### Problem description
Even if a line seems odd, print it as it is, and include every record.

++++ Provided data ++++

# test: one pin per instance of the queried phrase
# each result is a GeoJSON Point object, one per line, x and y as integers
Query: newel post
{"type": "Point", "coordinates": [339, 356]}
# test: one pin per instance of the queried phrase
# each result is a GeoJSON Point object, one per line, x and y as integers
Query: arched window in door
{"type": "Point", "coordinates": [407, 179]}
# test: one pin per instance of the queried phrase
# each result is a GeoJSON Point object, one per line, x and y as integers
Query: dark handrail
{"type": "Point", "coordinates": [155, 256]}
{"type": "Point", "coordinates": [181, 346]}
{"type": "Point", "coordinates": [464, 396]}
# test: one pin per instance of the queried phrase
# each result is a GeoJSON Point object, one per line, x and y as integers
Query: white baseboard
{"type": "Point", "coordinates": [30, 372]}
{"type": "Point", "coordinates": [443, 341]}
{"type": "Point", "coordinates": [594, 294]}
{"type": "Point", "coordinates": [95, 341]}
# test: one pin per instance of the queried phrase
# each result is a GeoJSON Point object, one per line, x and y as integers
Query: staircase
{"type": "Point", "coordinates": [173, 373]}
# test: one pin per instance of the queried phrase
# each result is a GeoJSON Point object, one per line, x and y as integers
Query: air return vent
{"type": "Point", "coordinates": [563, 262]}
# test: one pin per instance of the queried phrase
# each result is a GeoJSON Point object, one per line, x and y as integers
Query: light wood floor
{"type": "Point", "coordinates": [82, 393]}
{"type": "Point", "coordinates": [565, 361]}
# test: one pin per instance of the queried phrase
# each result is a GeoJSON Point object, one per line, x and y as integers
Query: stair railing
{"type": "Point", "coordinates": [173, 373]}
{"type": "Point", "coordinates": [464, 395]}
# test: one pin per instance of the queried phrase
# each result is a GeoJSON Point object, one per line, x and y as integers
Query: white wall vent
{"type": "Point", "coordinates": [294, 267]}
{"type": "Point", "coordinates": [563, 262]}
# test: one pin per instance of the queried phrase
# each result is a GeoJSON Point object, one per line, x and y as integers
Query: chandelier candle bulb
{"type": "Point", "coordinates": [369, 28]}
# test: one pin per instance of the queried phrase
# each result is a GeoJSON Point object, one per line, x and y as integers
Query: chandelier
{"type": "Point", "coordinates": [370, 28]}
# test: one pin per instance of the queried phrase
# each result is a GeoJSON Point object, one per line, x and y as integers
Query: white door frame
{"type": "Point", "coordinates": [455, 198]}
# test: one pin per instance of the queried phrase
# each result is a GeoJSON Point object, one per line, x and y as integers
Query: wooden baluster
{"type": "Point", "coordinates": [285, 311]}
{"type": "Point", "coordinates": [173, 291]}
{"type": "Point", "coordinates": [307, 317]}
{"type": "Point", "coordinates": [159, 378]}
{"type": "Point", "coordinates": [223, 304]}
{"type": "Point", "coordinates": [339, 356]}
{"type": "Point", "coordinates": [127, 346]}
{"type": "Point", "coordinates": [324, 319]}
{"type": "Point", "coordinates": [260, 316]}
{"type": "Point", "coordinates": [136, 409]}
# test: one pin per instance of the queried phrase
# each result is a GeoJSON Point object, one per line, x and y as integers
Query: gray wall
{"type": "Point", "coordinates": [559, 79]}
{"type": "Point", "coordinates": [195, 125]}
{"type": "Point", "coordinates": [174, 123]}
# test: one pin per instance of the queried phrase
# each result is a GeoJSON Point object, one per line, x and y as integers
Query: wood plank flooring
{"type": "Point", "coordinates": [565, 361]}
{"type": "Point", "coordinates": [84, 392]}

++++

### Answer to the exercise
# test: one pin per instance of the queried phrase
# each result is a GeoJSON Point object, one per line, x and y as integers
Query: newel post
{"type": "Point", "coordinates": [339, 356]}
# test: one pin per instance of the queried phrase
# each result is a GeoJSON Point object, one per line, x and y as integers
Query: arched window in door
{"type": "Point", "coordinates": [407, 179]}
# test: one pin per instance of the queried phrase
# each result is a GeoJSON Point object, one per line, x and y as integers
Query: dark handrail
{"type": "Point", "coordinates": [155, 256]}
{"type": "Point", "coordinates": [181, 346]}
{"type": "Point", "coordinates": [464, 396]}
# test: one pin per instance of the queried phrase
# each result is a GeoJSON Point object, one per line, x and y as integers
Query: white baseboard
{"type": "Point", "coordinates": [30, 372]}
{"type": "Point", "coordinates": [443, 341]}
{"type": "Point", "coordinates": [594, 294]}
{"type": "Point", "coordinates": [95, 341]}
# test: one pin per instance of the queried phrase
# each result is a GeoJSON Point object, one per line, x and y as integers
Query: staircase
{"type": "Point", "coordinates": [173, 373]}
# test: one pin per instance of the queried phrase
# each result is a GeoJSON Point object, one per line, x and y as integers
Query: air return vent
{"type": "Point", "coordinates": [563, 262]}
# test: one pin per instance of the queried phrase
# each result is a GeoJSON Point object, one per line, x and y as integers
Query: light wood floor
{"type": "Point", "coordinates": [82, 393]}
{"type": "Point", "coordinates": [565, 361]}
# test: one pin per instance of the queried phrase
# each result is a GeoJSON Point object, one per line, x and y as integers
Query: stair railing
{"type": "Point", "coordinates": [173, 373]}
{"type": "Point", "coordinates": [464, 395]}
# test: one pin per instance of the queried phrase
# each result is a GeoJSON Point object, one per line, x and y as integers
Query: white wall vent
{"type": "Point", "coordinates": [294, 267]}
{"type": "Point", "coordinates": [563, 262]}
# test: one pin per instance of the queried phrase
# each result is a GeoJSON Point object, one per line, x and y as integers
Query: chandelier candle bulb
{"type": "Point", "coordinates": [369, 28]}
# test: one pin per instance of the queried phrase
# each result is a GeoJSON Point object, one per line, x and y as integers
Query: chandelier
{"type": "Point", "coordinates": [370, 28]}
# test: one pin per instance of the queried phrase
# each result is a GeoJSON Point object, one per line, x and y as integers
Query: white door frame
{"type": "Point", "coordinates": [455, 198]}
# test: one pin per instance of the queried phrase
# each result is a GeoJSON Point object, one per line, x and y as integers
Query: wooden baluster
{"type": "Point", "coordinates": [285, 311]}
{"type": "Point", "coordinates": [173, 291]}
{"type": "Point", "coordinates": [307, 317]}
{"type": "Point", "coordinates": [159, 378]}
{"type": "Point", "coordinates": [223, 304]}
{"type": "Point", "coordinates": [339, 356]}
{"type": "Point", "coordinates": [127, 346]}
{"type": "Point", "coordinates": [324, 319]}
{"type": "Point", "coordinates": [260, 316]}
{"type": "Point", "coordinates": [136, 409]}
# test: one pin per instance of the queried phrase
# each result is a GeoJSON Point object, one per line, x and y as integers
Query: gray wall
{"type": "Point", "coordinates": [559, 79]}
{"type": "Point", "coordinates": [195, 125]}
{"type": "Point", "coordinates": [174, 123]}
# test: one pin per instance of the queried phrase
# each result is a GeoJSON Point object, one per line, x and y as integers
Query: wood plank flooring
{"type": "Point", "coordinates": [565, 361]}
{"type": "Point", "coordinates": [84, 392]}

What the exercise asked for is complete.